[[ RECORDS FOR PROCESSING, beginning ]]
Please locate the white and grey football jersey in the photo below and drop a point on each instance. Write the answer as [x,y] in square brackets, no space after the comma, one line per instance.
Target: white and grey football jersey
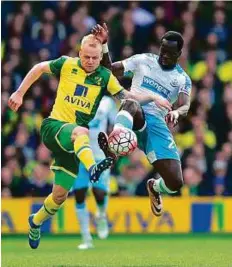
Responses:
[148,76]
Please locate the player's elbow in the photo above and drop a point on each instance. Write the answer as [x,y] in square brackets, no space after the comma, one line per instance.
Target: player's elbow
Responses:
[42,67]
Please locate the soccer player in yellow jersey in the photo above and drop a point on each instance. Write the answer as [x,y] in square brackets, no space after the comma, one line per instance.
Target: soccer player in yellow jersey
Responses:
[82,84]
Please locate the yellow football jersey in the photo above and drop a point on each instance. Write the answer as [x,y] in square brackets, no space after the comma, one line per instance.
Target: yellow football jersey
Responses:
[79,93]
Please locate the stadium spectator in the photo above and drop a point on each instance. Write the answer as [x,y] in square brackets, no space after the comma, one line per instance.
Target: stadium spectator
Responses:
[38,31]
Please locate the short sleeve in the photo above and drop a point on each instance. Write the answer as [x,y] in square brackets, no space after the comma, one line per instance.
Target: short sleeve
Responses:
[113,86]
[130,64]
[57,64]
[186,86]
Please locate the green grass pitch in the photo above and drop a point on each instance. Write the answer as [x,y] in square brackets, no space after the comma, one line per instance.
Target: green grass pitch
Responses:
[121,251]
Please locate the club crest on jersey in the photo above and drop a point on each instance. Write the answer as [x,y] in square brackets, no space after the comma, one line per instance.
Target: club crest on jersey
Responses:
[174,83]
[74,71]
[77,101]
[98,80]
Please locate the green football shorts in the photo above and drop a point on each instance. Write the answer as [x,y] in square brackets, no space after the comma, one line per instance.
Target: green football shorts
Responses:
[56,135]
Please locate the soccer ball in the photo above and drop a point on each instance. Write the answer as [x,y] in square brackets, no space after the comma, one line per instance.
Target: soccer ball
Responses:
[122,141]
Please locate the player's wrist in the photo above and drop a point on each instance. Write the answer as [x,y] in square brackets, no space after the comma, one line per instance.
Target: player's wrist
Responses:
[105,48]
[21,93]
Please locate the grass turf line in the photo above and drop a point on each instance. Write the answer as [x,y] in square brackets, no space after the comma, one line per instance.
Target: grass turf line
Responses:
[120,251]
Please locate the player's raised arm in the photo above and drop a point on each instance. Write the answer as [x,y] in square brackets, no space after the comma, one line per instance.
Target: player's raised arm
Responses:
[118,92]
[53,66]
[16,99]
[101,33]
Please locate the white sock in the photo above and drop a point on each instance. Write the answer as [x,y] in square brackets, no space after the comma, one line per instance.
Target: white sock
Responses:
[161,187]
[83,218]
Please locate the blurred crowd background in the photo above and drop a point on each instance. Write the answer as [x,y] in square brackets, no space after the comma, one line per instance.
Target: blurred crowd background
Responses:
[37,31]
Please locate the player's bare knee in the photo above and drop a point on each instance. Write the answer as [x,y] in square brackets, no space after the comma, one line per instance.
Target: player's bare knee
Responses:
[131,106]
[78,131]
[80,195]
[59,194]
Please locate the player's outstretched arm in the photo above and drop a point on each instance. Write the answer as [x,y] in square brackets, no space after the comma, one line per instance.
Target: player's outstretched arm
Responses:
[144,98]
[16,99]
[102,34]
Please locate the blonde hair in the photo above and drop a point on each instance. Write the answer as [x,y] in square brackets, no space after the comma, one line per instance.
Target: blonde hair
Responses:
[91,41]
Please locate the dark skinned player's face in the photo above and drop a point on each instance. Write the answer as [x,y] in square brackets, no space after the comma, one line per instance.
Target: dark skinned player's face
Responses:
[168,53]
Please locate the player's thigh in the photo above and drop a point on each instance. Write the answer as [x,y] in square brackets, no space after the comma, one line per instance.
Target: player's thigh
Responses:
[56,136]
[80,194]
[159,141]
[82,180]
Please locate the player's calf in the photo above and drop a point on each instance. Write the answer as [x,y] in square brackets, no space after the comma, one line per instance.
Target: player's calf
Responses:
[34,233]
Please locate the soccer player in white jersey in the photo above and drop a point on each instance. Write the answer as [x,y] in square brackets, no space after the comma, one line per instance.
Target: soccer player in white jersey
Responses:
[162,75]
[105,115]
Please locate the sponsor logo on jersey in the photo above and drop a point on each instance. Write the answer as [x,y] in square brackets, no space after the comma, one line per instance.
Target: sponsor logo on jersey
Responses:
[155,87]
[77,101]
[74,71]
[174,83]
[98,80]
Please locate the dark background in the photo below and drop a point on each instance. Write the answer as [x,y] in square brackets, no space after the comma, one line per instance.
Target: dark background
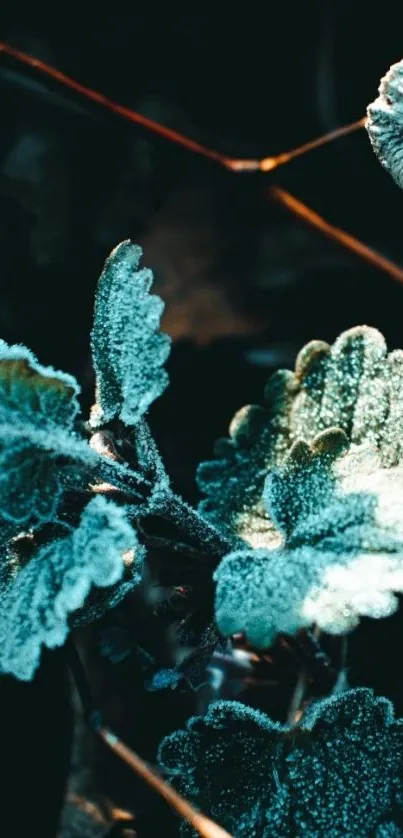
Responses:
[238,274]
[245,283]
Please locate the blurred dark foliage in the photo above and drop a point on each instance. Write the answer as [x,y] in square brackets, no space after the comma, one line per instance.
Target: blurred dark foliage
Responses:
[246,284]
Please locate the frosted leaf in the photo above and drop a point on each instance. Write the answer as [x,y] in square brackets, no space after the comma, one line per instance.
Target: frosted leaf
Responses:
[338,773]
[38,407]
[37,602]
[353,385]
[33,394]
[233,483]
[385,122]
[341,520]
[128,350]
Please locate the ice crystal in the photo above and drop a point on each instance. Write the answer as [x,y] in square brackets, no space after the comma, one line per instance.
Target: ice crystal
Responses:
[338,773]
[37,600]
[340,516]
[128,350]
[38,406]
[385,122]
[353,385]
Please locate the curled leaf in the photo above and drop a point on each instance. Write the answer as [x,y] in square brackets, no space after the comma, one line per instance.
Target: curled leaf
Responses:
[38,406]
[338,773]
[340,516]
[385,122]
[38,600]
[353,385]
[128,350]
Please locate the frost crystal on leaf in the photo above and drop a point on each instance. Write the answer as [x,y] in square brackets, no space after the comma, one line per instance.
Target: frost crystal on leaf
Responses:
[385,122]
[38,406]
[353,385]
[338,773]
[36,601]
[128,350]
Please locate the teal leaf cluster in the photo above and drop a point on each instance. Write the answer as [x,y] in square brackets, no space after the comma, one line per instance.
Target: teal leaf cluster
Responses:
[38,407]
[385,121]
[354,385]
[339,772]
[128,349]
[36,603]
[340,518]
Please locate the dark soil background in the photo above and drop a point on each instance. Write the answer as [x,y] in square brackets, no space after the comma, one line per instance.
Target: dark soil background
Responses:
[245,283]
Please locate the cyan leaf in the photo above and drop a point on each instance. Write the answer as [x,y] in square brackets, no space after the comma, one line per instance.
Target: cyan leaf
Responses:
[127,347]
[38,600]
[338,773]
[353,385]
[340,516]
[38,406]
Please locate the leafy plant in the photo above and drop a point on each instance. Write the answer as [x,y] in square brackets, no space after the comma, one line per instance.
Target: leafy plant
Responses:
[299,535]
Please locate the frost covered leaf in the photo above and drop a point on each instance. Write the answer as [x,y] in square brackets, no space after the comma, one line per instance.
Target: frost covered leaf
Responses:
[36,602]
[385,122]
[353,385]
[341,520]
[128,350]
[38,406]
[338,773]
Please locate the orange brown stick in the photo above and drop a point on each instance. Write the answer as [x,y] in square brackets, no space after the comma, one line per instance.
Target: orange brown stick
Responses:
[206,827]
[234,164]
[281,196]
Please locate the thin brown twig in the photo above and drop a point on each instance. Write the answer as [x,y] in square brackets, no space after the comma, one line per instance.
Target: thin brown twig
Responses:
[264,164]
[206,827]
[368,254]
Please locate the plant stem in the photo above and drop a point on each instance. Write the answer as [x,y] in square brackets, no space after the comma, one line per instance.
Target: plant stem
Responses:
[174,509]
[206,827]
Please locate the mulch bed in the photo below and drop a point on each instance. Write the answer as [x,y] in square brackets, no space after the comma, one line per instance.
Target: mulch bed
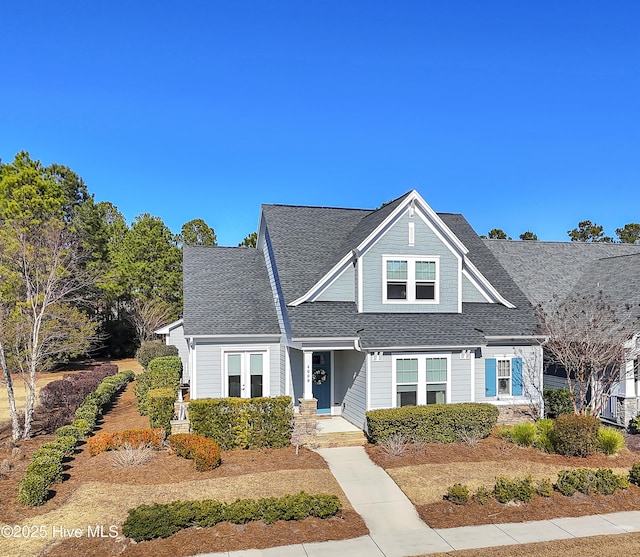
[[ RECORDS FOR PROCESSING, end ]]
PROBLEM TO SOLVE
From the data above, copy each line with the string "soil" in it.

TASK ANSWER
Please locate the dark soil background in the photo above and drop a point on each instance. Write the answer as [x,y] in square brackets, no space after the comma, one line per instance.
Target: dark soil background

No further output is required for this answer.